Document source:
<<<<

Monsieur le Député-maire de Villeurbanne,
Monsieur le Président du Conseil général du Rhône,
Madame la Vice-Présidente du Conseil régional de Rhône-Alpes,
Monsieur le Délégué régional d'Electricité de France,
Monsieur le Président-Directeur général d'Hebdo Editions,
Mesdames et Messieurs les élus,
Mesdames et Messieurs les représentants des associations du patrimoine,
Mesdames, Messieurs,
Passion Patrimoine : le titre est explicite, c'est la réalisation d'un projet passionnant que nous célébrons aujourd'hui.
Passionnant, le sujet lui-même, si peu abordé jusqu'à cette année du centenaire de la grande loi du 1er juillet 1901. La dynamique créée par cette célébration nationale a en effet révélé de considérables lacunes dans l'historiographie de la vie associative dans notre pays ; cela vaut notamment pour les associations du patrimoine et je forme le vu que, dans les mois et les années qui viennent, des chercheurs et des étudiants se saisissent de ce sujet pour améliorer nos connaissances en la matière.
Passionnant aussi, le parcours que l'ouvrage autorise, à travers une région aussi vaste et variée que Rhône-Alpes, à travers aussi des époques différentes - j'ai noté que la plus ancienne de vos académies datait de 1606 (trente ans avant l'Académie française !) et que la plus récente association mentionnée avait été créée au début de cette année -, à travers encore des types de patrimoine divers - des vestiges préhistoriques ou gallo-romains au patrimoine culinaire ou à l'architecture du XXe siècle -, à travers enfin, pour les associations, des modes d'action multiples - la recherche, la restauration, l'animation, la mise en valeur, l'édition, les activités pédagogiques etc.
Passionnante enfin, la dynamique qui a présidé à la mise en uvre d'un tel projet, puisque - on le mesure pleinement aujourd'hui - ce ne sont pas moins de vingt-cinq partenaires qui ont permis qu'une belle idée devienne un ouvrage d'encre et de papier diffusé à plus de cent cinquante mille exemplaires.
Vingt-cinq partenaires, dont je dois, après d'autres, souligner l'étonnante diversité puisqu'à des collectivités publiques différentes et de tailles diverses sont venues s'ajouter des entreprises publiques et privées, des mutuelles, des fédérations professionnelles, des fondations, etc. ; bref, tout se passe un peu comme si, à travers la réalisation d'un projet de cette envergure, c'est l'ensemble des forces vives de Rhône-Alpes qui avaient souhaité réunir leurs efforts afin de rendre hommage aux associations du patrimoine.
C'est bien sûr pour le secrétaire d'Etat au Patrimoine et à la Décentralisation culturelle une grande satisfaction que de voir ainsi une région se mobiliser, grâce à ses élus, à ses décideurs, à ses médias, afin de faire connaître au plus grand nombre de ses habitants la richesse et la variété des associations du patrimoine présentes sur le territoire régional, et ce, à l'occasion d'une manifestation comme les Journées européennes du patrimoine.

>>>>

Consigne A: Selon le document source, à combien d'exemplaires l'ouvrage a-t-il été diffusé ?

Enregistrements d'annotation par coordonnées
<<<<

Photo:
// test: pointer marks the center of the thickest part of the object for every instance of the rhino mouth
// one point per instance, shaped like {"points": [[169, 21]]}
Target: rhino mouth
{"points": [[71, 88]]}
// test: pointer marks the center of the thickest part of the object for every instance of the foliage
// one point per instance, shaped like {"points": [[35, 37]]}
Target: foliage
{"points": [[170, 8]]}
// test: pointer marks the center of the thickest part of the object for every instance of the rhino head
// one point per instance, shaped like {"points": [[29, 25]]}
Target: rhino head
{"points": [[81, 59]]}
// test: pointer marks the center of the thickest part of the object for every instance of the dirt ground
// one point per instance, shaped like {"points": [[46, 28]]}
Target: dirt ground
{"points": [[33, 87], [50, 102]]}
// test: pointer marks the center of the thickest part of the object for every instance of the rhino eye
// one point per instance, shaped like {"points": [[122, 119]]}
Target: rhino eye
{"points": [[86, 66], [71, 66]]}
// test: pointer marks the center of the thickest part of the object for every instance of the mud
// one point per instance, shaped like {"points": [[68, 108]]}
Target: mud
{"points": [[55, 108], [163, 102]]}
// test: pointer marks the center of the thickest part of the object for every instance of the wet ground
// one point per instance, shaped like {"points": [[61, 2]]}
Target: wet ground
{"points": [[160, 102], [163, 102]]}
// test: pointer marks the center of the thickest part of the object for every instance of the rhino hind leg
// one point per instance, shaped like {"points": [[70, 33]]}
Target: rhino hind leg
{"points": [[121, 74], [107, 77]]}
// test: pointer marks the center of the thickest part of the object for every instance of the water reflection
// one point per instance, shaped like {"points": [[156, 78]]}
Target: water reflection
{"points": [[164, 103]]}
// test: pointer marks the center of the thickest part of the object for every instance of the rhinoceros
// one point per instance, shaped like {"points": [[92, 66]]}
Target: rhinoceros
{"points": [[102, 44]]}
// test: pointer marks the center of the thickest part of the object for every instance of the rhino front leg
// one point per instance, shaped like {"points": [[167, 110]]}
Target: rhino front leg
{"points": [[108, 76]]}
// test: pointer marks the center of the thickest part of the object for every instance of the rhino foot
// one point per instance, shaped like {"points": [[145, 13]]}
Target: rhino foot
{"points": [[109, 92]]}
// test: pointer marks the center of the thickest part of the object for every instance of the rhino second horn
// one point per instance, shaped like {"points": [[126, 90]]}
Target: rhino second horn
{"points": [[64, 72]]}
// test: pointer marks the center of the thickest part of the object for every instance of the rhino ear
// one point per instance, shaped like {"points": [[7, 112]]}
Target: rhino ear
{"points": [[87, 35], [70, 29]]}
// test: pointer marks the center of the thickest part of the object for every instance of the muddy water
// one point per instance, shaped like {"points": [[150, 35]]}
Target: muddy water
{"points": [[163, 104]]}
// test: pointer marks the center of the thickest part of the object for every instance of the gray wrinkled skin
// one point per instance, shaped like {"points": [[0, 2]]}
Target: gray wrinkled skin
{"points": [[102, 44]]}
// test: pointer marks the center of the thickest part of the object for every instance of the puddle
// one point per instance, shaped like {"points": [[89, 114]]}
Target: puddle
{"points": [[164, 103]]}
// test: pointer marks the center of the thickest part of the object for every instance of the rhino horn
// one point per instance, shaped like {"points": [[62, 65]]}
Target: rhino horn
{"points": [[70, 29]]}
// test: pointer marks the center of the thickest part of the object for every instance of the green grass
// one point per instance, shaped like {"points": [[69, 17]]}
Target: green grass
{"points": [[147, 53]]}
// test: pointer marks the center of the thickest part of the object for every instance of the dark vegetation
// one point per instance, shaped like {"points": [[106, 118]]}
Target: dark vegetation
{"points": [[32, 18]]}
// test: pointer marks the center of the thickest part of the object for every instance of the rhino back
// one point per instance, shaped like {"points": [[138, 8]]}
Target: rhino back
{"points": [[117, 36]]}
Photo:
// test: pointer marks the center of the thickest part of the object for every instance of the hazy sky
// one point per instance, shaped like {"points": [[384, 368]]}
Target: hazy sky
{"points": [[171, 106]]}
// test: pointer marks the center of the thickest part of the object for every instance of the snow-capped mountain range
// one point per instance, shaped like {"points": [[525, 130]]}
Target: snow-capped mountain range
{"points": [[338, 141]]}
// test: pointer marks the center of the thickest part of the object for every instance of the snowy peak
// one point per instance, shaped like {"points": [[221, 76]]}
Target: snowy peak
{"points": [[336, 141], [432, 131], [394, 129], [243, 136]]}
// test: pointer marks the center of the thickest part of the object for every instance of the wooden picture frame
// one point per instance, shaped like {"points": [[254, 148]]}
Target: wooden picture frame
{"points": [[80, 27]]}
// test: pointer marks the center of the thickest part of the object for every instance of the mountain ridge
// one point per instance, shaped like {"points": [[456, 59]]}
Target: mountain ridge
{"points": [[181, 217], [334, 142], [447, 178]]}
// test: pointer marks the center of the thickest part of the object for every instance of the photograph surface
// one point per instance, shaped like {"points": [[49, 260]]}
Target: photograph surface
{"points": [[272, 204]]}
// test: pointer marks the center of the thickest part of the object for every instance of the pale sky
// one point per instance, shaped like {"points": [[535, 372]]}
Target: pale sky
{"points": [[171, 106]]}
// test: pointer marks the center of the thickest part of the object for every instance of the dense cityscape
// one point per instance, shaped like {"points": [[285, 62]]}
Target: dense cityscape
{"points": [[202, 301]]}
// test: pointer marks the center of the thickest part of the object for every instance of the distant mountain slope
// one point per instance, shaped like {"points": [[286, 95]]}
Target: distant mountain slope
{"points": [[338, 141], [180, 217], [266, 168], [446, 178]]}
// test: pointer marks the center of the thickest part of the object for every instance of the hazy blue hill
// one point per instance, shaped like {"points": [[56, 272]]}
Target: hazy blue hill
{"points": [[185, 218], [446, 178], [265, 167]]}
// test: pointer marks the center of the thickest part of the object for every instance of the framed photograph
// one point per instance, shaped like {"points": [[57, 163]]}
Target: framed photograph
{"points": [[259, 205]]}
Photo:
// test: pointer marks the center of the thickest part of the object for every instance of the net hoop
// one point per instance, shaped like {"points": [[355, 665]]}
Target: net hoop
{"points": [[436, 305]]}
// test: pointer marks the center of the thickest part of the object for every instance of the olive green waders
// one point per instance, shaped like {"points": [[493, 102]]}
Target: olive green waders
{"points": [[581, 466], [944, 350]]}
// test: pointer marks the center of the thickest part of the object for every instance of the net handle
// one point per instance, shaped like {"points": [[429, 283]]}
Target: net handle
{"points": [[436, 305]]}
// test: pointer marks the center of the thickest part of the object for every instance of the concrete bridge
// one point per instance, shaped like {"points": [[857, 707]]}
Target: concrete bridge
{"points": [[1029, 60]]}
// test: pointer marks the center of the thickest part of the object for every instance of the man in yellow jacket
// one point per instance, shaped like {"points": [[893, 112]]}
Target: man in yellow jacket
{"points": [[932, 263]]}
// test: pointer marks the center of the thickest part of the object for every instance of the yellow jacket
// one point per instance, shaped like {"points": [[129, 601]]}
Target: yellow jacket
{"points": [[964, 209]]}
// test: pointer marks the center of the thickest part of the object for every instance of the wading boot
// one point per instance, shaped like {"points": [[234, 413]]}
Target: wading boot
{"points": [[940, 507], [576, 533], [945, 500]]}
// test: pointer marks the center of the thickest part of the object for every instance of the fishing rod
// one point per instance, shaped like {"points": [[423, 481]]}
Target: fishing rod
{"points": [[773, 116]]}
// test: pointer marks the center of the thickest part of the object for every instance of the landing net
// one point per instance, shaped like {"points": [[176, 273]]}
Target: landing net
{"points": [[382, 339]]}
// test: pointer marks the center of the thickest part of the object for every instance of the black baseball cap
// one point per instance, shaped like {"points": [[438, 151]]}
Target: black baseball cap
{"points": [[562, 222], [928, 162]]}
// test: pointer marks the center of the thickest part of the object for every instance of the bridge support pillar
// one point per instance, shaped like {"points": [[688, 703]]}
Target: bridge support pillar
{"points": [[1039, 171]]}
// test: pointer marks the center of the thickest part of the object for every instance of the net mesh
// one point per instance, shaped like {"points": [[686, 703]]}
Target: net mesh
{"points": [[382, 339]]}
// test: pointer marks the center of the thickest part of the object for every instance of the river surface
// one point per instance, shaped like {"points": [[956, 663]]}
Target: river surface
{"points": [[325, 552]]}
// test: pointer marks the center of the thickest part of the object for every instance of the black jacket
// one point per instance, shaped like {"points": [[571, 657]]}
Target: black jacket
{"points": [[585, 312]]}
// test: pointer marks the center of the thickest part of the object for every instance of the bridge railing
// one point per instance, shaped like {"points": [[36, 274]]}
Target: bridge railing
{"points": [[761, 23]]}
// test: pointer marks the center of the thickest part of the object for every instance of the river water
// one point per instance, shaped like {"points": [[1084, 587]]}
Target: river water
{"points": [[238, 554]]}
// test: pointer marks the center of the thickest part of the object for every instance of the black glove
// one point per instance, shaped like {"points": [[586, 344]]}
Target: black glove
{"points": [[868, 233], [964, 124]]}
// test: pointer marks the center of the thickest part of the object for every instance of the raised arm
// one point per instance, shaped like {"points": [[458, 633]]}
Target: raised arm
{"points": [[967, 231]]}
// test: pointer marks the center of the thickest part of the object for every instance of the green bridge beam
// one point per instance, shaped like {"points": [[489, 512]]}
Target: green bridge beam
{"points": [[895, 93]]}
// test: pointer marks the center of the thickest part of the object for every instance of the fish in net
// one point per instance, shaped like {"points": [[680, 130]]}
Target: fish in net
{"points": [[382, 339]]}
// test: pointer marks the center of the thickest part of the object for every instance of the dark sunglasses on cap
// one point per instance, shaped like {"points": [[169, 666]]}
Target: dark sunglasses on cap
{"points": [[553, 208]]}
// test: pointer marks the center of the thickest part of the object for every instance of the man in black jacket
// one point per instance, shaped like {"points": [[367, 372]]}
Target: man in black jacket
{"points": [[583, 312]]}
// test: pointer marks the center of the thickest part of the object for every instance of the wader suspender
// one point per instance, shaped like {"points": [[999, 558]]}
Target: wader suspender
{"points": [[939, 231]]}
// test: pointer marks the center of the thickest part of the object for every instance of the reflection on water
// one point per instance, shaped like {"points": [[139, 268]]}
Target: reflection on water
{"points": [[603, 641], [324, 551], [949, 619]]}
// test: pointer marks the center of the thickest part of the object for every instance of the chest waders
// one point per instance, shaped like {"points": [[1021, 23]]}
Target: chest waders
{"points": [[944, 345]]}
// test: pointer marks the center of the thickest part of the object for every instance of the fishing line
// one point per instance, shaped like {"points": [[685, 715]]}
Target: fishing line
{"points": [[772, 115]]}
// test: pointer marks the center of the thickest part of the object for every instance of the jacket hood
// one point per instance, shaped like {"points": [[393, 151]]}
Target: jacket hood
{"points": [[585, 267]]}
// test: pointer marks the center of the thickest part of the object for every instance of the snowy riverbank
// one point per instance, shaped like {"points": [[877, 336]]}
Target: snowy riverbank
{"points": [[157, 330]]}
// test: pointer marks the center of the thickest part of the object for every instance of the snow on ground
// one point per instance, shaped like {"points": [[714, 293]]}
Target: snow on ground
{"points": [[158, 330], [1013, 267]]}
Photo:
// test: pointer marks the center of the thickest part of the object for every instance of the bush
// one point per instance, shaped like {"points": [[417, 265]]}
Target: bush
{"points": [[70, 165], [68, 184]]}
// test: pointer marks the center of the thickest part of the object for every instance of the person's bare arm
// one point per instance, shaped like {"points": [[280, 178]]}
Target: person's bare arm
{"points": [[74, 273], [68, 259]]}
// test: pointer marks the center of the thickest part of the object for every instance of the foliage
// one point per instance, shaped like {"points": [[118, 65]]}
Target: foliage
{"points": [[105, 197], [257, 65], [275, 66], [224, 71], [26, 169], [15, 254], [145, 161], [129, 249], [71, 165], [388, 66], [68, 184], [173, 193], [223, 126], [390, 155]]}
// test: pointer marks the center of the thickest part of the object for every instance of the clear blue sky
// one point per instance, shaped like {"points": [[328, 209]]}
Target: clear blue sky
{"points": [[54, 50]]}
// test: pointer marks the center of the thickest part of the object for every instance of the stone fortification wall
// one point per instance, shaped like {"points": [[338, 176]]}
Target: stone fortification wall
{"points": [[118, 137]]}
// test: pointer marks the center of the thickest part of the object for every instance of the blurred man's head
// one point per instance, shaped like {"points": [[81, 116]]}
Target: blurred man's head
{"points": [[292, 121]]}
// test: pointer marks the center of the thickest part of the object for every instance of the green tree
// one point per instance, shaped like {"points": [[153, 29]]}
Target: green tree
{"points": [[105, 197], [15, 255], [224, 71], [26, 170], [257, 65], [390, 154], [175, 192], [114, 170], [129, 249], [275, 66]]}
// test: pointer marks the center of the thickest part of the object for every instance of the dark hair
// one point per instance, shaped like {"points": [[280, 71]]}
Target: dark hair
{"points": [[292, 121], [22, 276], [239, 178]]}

>>>>

Consigne B: Relevez dans les enregistrements chaque ligne où figure le mot "railing".

Réponse rédigée A: À plus de cent cinquante mille exemplaires.

Réponse rédigée B:
// test: pointer marks the center of the thickest part of the object for every instance of the bridge railing
Target: bridge railing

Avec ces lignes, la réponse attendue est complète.